Your instructions » In the entries below, find the line with "Definition first: for each instance of the clear" and the line with "[[880, 1013], [83, 206], [670, 488]]"; give again those lines and every line between them, exactly.

Information given below:

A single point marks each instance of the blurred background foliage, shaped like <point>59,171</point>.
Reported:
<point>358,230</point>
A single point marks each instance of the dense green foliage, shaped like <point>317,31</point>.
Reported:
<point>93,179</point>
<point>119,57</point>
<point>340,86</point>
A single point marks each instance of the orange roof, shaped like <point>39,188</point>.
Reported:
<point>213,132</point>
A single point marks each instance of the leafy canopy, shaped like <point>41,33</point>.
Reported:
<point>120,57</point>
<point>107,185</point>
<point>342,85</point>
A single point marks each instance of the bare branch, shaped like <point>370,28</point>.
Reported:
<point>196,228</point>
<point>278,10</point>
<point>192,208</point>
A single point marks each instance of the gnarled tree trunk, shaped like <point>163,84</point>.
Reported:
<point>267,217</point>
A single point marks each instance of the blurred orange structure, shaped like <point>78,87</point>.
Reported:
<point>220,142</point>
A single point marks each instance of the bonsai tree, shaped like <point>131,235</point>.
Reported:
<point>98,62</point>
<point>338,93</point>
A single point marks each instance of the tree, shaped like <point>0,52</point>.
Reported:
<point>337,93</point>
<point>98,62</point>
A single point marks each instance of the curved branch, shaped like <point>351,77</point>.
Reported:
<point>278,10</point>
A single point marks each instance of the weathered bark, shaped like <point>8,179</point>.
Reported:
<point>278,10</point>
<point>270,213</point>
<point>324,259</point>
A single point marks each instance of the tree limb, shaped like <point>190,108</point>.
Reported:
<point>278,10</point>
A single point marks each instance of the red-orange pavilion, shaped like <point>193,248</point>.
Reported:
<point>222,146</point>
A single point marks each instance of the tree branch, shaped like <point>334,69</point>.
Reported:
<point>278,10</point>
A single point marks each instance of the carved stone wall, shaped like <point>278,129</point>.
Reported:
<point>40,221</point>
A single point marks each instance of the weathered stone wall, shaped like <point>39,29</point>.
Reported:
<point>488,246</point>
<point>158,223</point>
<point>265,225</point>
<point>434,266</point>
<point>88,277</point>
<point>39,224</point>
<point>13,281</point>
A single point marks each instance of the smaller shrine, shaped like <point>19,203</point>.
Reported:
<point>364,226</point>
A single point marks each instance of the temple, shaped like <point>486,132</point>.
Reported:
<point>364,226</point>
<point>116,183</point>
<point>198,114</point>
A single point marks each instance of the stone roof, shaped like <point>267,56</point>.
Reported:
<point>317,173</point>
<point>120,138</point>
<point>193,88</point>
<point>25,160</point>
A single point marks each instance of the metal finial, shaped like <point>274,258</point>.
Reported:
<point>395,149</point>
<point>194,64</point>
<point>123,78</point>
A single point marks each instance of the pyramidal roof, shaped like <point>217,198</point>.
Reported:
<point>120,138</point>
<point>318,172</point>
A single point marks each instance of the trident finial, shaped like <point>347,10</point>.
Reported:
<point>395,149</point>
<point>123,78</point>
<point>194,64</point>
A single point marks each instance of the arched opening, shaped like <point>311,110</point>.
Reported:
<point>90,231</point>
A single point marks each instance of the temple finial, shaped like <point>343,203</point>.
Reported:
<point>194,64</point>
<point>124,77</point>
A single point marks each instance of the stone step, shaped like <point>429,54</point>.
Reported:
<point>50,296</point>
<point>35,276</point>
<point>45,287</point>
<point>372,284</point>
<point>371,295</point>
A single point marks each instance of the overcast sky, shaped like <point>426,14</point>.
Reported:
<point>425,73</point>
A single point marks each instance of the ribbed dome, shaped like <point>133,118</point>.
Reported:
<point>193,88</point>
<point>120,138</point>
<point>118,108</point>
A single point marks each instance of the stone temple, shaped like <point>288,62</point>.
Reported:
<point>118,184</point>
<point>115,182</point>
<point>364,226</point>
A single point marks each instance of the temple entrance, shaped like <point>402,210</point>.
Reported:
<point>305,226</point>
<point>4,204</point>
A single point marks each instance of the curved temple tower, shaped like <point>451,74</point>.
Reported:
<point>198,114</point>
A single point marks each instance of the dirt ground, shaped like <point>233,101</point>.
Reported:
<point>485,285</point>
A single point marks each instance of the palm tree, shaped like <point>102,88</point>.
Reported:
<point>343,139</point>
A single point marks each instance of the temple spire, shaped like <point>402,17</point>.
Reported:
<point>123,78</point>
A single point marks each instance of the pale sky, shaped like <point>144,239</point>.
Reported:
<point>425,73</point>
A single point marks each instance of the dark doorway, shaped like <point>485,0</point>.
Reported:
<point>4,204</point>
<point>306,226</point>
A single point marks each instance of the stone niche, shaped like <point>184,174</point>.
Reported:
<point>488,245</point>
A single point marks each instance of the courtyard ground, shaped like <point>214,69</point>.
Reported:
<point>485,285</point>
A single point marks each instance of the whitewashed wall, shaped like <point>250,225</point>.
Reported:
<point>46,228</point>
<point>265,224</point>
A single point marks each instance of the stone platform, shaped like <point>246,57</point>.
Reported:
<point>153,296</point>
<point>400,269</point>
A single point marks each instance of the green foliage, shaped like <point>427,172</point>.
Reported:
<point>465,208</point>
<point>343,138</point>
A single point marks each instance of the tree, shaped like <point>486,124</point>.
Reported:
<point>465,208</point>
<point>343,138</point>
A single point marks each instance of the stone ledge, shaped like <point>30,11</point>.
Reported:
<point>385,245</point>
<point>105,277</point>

End of Information given.
Information given below:

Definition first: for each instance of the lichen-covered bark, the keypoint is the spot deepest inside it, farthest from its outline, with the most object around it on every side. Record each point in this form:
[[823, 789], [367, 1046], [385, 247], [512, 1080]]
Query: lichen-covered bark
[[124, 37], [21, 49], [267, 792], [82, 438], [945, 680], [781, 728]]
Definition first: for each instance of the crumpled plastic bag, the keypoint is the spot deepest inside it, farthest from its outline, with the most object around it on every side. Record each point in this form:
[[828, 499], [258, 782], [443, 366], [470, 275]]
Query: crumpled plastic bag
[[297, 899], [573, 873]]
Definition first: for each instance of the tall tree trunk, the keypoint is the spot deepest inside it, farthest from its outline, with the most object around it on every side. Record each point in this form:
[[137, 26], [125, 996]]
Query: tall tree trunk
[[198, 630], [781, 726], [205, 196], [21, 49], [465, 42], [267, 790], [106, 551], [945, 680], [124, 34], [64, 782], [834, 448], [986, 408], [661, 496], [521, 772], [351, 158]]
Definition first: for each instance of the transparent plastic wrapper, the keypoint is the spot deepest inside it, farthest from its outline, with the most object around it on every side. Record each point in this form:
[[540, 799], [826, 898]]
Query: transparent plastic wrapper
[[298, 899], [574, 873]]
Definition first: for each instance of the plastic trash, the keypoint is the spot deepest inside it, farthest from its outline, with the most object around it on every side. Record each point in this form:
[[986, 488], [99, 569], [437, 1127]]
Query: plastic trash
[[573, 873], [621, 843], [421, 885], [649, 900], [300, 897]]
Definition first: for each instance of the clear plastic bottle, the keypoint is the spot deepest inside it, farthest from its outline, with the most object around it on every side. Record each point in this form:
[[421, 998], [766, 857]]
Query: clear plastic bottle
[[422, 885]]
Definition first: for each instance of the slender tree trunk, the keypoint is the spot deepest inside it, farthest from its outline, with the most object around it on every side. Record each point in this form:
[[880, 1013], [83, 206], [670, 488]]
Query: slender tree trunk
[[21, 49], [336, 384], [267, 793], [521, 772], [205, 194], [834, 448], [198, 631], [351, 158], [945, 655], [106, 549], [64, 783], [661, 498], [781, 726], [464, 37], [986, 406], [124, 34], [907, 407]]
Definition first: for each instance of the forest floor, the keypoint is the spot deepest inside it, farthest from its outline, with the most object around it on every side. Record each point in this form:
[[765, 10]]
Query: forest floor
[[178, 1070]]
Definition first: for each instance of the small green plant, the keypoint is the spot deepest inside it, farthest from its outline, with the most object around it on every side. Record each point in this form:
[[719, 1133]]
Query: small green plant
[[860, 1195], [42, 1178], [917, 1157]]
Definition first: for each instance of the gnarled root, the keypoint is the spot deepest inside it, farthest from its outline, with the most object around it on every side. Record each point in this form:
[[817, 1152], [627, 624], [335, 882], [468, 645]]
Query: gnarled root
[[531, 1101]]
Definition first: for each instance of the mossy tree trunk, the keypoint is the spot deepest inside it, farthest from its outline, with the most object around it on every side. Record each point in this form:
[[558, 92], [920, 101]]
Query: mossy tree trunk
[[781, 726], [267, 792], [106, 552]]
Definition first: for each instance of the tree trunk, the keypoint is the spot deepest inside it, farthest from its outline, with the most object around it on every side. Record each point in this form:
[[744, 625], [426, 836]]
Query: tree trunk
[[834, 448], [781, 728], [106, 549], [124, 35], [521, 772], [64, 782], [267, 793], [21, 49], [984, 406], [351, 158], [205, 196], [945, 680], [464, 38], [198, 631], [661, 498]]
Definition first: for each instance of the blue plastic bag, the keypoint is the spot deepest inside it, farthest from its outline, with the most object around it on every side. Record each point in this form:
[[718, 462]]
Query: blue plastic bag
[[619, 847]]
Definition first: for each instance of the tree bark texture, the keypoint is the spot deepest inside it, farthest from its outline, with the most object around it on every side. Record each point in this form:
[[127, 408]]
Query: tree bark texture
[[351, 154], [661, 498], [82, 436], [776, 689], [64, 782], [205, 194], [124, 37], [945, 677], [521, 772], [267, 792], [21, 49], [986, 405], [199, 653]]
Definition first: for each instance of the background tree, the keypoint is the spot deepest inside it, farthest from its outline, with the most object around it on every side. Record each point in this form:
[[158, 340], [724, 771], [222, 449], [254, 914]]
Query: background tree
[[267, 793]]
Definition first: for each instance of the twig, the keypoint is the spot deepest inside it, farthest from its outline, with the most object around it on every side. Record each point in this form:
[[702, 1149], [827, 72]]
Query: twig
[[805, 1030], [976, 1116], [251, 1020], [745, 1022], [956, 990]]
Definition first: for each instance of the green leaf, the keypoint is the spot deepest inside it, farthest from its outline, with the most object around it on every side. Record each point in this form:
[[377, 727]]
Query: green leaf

End of Information given.
Information given below:

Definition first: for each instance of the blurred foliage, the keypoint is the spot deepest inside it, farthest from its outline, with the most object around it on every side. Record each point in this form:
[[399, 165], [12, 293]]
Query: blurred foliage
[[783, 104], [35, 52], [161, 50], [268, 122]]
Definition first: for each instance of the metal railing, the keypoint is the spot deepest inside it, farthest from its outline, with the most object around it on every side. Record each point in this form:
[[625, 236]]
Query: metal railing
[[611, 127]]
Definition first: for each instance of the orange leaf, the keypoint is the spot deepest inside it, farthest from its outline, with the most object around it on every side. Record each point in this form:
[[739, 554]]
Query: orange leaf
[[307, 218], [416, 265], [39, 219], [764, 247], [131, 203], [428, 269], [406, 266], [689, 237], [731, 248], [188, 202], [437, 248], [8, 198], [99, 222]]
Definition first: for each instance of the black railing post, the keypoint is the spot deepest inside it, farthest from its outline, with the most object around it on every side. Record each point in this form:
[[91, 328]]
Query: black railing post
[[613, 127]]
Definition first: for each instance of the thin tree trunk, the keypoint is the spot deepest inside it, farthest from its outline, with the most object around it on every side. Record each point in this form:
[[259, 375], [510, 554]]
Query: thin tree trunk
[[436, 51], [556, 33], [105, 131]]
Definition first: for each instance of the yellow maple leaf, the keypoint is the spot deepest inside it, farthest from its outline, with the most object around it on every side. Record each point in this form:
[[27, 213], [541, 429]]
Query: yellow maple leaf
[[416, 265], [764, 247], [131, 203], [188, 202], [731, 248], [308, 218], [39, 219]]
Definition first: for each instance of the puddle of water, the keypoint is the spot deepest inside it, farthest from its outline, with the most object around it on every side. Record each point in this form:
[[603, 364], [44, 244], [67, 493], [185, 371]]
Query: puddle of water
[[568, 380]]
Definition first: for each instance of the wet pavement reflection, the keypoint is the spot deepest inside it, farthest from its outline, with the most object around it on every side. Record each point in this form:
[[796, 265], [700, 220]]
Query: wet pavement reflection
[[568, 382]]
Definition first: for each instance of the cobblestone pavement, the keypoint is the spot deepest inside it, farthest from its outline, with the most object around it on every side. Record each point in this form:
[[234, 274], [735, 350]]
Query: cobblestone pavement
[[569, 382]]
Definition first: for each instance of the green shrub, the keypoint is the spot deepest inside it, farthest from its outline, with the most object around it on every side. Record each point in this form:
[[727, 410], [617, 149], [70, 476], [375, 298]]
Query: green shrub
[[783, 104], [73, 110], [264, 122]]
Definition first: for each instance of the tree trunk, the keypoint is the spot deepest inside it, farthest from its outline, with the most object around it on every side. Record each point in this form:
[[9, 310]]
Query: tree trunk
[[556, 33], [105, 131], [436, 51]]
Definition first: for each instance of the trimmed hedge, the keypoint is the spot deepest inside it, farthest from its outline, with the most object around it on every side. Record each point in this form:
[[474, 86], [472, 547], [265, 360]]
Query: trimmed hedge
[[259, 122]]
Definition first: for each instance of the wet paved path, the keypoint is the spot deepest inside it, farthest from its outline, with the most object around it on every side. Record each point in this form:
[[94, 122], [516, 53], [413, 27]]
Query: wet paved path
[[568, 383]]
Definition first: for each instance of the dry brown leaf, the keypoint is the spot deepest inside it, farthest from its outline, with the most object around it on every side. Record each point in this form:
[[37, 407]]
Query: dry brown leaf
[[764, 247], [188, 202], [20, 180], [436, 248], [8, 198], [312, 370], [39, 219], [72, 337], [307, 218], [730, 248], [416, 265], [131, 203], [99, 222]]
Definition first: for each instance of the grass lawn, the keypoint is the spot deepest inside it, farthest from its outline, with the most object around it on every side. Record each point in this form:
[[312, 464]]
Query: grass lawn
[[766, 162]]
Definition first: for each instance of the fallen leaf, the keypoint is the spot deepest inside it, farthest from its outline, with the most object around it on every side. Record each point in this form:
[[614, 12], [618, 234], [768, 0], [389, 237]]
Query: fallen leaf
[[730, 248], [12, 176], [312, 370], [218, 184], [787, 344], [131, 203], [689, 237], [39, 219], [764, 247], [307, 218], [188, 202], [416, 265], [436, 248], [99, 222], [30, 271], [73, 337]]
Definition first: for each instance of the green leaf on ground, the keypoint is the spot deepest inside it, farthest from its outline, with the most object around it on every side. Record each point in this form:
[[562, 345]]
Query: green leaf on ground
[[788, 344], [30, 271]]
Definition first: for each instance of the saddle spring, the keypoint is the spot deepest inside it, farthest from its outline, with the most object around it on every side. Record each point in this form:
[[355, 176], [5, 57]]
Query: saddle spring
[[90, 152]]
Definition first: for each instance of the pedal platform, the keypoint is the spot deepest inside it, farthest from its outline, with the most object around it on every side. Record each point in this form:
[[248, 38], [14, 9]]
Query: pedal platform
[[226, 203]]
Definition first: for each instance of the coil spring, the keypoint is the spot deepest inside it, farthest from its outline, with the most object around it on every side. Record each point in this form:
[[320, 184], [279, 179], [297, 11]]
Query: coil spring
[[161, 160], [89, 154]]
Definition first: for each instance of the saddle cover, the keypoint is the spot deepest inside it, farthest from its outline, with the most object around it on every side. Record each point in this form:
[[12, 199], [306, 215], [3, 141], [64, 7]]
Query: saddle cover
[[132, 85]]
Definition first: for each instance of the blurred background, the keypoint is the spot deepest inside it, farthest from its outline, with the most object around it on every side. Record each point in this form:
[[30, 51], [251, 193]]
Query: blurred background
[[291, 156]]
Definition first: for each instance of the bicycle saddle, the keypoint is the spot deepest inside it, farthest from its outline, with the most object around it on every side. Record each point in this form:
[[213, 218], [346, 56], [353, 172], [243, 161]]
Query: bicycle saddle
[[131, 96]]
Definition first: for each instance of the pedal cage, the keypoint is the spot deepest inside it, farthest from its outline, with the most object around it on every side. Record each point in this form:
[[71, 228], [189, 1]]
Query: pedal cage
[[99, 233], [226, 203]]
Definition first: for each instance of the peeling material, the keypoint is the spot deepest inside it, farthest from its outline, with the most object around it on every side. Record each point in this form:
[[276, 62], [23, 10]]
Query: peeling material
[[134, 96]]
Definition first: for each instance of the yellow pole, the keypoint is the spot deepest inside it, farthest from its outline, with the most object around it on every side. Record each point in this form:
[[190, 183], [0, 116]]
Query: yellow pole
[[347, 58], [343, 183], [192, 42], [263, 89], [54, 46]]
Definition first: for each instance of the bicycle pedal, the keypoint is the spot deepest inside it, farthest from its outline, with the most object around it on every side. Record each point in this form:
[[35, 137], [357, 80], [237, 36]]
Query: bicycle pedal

End of Information given.

Answer for this exercise »
Definition first: for each instance of the clear plastic bottle, the keypoint is the spot deepest inside it, farthest from its outline, with the most object around it on every side. Record each point in this form:
[[421, 998], [766, 857]]
Query: clear plastic bottle
[[422, 885]]
Definition first: for each instance of the slender tree trunk, the keypoint is the spot deepest inside it, farthest from its outline, with the most object around it on every side. Record each point in this form:
[[880, 1013], [83, 206], [670, 488]]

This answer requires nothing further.